[Problem to solve]
Count the lines in the data below that contain the string "find", treating uppercase and lowercase as different, and reply with only that number.

[Exercise material]
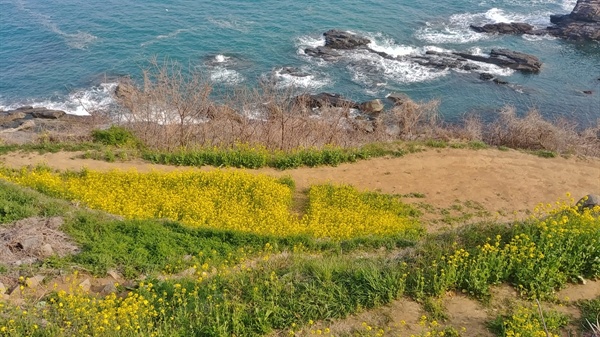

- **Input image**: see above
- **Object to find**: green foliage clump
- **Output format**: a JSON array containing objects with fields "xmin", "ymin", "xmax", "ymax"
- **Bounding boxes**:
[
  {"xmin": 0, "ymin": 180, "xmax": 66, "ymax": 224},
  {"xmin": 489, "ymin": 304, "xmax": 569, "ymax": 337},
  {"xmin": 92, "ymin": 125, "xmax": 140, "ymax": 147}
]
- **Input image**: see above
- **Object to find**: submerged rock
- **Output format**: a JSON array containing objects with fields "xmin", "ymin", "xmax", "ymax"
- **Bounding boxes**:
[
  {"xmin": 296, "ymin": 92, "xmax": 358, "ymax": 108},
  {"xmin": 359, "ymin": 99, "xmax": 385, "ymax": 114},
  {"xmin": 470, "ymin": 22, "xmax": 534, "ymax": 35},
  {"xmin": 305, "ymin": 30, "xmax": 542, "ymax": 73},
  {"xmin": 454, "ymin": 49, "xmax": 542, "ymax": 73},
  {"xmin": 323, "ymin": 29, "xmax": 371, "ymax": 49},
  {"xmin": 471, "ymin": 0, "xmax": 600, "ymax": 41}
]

* * *

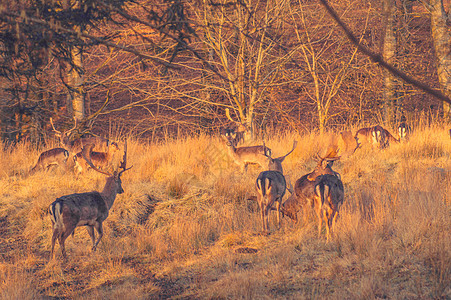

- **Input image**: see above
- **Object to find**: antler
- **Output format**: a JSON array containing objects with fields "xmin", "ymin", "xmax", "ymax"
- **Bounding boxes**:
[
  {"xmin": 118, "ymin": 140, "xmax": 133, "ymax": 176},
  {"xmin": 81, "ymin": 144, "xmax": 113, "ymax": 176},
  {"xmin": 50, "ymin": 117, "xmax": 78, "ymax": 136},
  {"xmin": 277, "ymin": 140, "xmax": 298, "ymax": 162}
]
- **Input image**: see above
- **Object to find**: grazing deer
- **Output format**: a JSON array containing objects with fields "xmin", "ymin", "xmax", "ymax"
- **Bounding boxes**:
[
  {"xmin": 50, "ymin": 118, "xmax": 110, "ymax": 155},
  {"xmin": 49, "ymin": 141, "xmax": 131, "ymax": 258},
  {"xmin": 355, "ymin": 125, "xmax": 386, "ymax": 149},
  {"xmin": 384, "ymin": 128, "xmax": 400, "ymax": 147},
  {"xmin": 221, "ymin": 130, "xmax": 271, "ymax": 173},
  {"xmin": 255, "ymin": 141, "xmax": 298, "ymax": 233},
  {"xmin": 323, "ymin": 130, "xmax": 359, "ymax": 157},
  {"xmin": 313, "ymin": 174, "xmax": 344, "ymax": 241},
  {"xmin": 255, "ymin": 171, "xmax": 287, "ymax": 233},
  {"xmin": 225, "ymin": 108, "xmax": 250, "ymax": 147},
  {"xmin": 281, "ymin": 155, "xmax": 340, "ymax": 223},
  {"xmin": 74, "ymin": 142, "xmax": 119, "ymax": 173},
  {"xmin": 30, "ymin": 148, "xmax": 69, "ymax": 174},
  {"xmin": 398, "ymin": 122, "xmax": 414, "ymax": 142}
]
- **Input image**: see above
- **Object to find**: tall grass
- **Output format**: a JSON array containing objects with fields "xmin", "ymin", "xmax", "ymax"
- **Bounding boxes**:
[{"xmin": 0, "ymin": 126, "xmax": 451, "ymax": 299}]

[Exercise response]
5